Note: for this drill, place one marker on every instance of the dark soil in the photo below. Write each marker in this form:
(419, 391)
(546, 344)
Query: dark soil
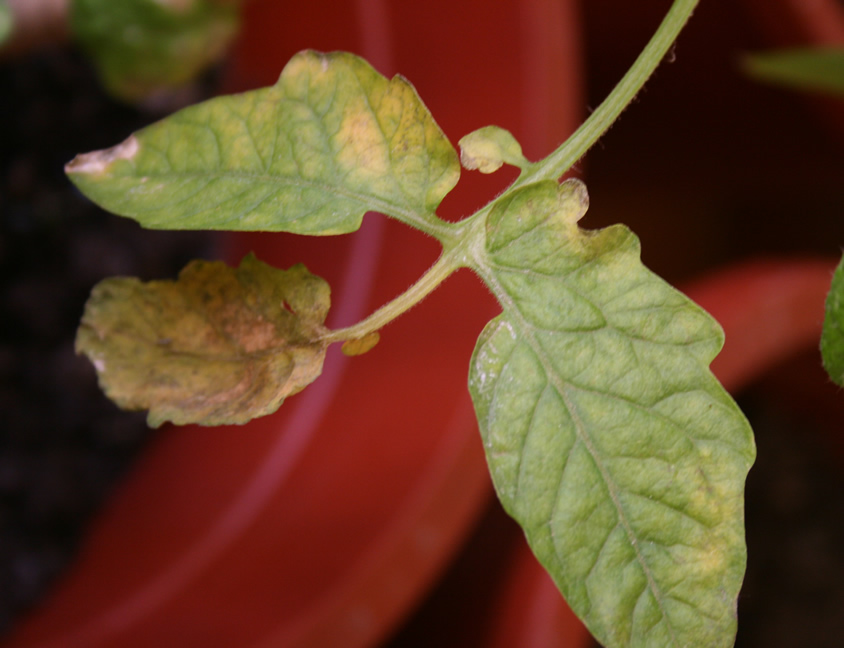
(62, 444)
··········
- Your goal: Gather every line from the entries above that contains the word "soil", copying each line in full.

- Answer to this task:
Note: for this drill, place one marker on every instance of the dark soil in the photo below. Write each marker in this form:
Query: dark soil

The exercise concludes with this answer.